O que se pede
Copie na íntegra, sem nenhuma alteração, o trecho sobre a fome no arquipélago e as medidas de socorro ao povo.

Trecho fornecido
Houve dias no mês de Fevereiro em que grande parte do povo se sustentou com a cana de açúcar, e alguns passos se deram para que os engenhos a não moessem para aguardente e melaço.

Os tesoureiros das comissões filiais das paróquias muitas vezes encontraram dificuldade em dar aplicação ao dinheiro que recebiam, por isso que não encontravam géneros á venda, ou apenas se lhe deparavam pequenas quantidades deles. Foi necessário distribuir rações de carne e de peixe fresco as pessoas a quem eram destinados os socorros, para estas não morrerem de fome.

As medidas extraordinárias tomadas pelo Governador com respeito ao levantamento de dinheiro do cofre central para acudir com pronto remédio aos males que afligiam o povo do arquipélago, mereceram a aprovação do Governo, mas tendo o mesmo Governador solicitado um credito de 30 contos para obras publicas do distrito, só lhe foi permitido despender a importância de 2.500$000 réis, além da que estava já autorizada para as mesmas obras pelo credito do ano económico.

A fim de beneficiar os povos do arquipélago, reduziu o Governo a 25 réis o direito de importação do trigo de produção estrangeira e isentou do pagamento do terço exigido pela lei de 2 de Agosto de 1839 para as imposições municipais, todos os demais cereais quer em grão, quer em farinha. Estas disposições só vigoraram, porém, até a época das colheitas no arquipélago.

Em 1 de Março fez o Governador com que saísse dos cofres públicos mais a importância de 3 contos de réis para a compra de comestíveis destinados ás pessoas verdadeiramente necessitadas das diferentes freguesias, que não pudessem trabalhar ou não tivessem trabalho, e na noite de 17 de Abril houve no pequeno teatro da cidade, a pedido do mesmo Governador, uma récita de caridade, representando-se o drama de Ducange e Dinaux Trinta anos ou a vida de um jogador, que tinha sido ensaiado pelo Dr. Luiz da Costa Pereira. Na noite de 26 de Abril foi o mesmo drama novamente á cena, tendo-se prestado gostosamente todos os actores, tanto desta como da primeira vez, a desempenhar gratuitamente, e até com despesas suas, os papéis que lhe haviam sido distribuídos.

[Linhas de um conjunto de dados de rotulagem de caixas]

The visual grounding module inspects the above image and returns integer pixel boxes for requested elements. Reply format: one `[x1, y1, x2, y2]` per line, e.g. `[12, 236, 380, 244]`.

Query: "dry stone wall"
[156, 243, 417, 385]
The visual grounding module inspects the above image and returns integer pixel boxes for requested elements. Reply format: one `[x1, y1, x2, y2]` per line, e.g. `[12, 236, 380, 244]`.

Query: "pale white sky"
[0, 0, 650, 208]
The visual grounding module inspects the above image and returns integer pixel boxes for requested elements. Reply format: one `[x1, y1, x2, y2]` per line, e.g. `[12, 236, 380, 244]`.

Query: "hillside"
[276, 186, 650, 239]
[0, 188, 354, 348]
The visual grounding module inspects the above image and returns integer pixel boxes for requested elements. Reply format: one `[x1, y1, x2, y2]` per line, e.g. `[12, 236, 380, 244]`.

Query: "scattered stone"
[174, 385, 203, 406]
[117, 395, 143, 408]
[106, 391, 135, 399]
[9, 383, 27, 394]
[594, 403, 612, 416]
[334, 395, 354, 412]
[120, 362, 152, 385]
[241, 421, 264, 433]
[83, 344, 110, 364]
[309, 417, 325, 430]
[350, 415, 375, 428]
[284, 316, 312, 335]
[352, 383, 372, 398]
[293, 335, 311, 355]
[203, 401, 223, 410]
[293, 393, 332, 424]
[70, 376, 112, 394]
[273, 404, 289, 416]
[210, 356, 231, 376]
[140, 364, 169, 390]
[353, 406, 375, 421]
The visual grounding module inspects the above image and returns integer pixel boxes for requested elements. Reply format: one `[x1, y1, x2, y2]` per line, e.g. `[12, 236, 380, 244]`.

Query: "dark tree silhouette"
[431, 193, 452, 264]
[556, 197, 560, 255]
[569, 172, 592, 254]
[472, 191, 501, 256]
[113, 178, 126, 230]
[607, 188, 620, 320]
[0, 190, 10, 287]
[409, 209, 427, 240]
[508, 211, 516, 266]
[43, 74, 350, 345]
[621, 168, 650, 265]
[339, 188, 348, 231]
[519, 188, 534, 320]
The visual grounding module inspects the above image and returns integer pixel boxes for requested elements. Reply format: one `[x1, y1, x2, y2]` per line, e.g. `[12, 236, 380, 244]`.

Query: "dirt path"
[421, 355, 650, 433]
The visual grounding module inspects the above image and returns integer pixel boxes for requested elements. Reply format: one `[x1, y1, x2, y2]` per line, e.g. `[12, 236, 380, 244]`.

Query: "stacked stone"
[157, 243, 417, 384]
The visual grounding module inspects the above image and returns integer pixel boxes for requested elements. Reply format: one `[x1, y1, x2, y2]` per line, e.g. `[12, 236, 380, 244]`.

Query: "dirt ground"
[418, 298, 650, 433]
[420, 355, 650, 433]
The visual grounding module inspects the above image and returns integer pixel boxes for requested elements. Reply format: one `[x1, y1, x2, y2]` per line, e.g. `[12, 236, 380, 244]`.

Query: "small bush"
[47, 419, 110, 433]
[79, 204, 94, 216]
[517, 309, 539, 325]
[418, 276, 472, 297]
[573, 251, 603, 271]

* * *

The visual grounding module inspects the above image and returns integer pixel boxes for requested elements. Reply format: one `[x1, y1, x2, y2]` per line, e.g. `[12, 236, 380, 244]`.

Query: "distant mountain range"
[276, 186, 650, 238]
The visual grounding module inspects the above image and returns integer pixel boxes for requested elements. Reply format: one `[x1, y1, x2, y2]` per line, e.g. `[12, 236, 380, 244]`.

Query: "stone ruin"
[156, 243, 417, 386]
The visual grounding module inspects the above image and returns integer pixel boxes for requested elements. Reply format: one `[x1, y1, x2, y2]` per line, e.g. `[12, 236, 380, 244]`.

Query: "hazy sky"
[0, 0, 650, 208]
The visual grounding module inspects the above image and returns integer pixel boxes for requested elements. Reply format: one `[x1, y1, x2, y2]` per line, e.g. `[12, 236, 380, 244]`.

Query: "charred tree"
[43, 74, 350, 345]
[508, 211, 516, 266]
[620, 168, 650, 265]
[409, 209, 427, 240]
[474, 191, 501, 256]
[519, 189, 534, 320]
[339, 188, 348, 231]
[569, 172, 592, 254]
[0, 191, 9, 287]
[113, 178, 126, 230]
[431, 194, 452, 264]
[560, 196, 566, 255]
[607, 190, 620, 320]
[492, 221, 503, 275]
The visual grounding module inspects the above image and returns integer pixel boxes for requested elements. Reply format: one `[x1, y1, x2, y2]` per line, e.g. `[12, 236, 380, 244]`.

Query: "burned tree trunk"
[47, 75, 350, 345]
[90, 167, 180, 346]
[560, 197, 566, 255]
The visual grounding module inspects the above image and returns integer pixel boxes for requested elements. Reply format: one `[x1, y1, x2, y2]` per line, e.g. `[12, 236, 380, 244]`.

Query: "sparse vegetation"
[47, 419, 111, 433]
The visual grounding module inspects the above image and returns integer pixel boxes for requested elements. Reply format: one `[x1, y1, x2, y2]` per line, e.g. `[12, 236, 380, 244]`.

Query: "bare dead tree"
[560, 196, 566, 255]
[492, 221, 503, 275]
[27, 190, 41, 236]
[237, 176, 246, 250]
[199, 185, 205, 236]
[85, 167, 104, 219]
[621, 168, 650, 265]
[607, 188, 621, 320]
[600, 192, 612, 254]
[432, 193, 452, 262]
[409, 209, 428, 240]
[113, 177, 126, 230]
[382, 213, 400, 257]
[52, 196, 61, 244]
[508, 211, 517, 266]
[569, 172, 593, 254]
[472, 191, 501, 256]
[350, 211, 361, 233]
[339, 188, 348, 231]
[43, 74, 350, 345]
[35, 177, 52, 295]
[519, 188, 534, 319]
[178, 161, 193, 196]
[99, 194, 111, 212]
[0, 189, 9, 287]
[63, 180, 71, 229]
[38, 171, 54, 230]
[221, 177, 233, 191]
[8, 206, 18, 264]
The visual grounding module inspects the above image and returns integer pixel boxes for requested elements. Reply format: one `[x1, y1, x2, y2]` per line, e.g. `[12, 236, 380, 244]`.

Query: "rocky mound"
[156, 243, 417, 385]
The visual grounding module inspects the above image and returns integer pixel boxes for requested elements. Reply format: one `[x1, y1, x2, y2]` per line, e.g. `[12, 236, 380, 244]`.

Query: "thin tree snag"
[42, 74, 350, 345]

Resultado da tarefa
Houve dias no mês de Fevereiro em que grande parte do povo se sustentou com a cana de açúcar, e alguns passos se deram para que os engenhos a não moessem para aguardente e melaço.

Os tesoureiros das comissões filiais das paróquias muitas vezes encontraram dificuldade em dar aplicação ao dinheiro que recebiam, por isso que não encontravam géneros á venda, ou apenas se lhe deparavam pequenas quantidades deles. Foi necessário distribuir rações de carne e de peixe fresco as pessoas a quem eram destinados os socorros, para estas não morrerem de fome.

As medidas extraordinárias tomadas pelo Governador com respeito ao levantamento de dinheiro do cofre central para acudir com pronto remédio aos males que afligiam o povo do arquipélago, mereceram a aprovação do Governo, mas tendo o mesmo Governador solicitado um credito de 30 contos para obras publicas do distrito, só lhe foi permitido despender a importância de 2.500$000 réis, além da que estava já autorizada para as mesmas obras pelo credito do ano económico.

A fim de beneficiar os povos do arquipélago, reduziu o Governo a 25 réis o direito de importação do trigo de produção estrangeira e isentou do pagamento do terço exigido pela lei de 2 de Agosto de 1839 para as imposições municipais, todos os demais cereais quer em grão, quer em farinha. Estas disposições só vigoraram, porém, até a época das colheitas no arquipélago.

Em 1 de Março fez o Governador com que saísse dos cofres públicos mais a importância de 3 contos de réis para a compra de comestíveis destinados ás pessoas verdadeiramente necessitadas das diferentes freguesias, que não pudessem trabalhar ou não tivessem trabalho, e na noite de 17 de Abril houve no pequeno teatro da cidade, a pedido do mesmo Governador, uma récita de caridade, representando-se o drama de Ducange e Dinaux Trinta anos ou a vida de um jogador, que tinha sido ensaiado pelo Dr. Luiz da Costa Pereira. Na noite de 26 de Abril foi o mesmo drama novamente á cena, tendo-se prestado gostosamente todos os actores, tanto desta como da primeira vez, a desempenhar gratuitamente, e até com despesas suas, os papéis que lhe haviam sido distribuídos.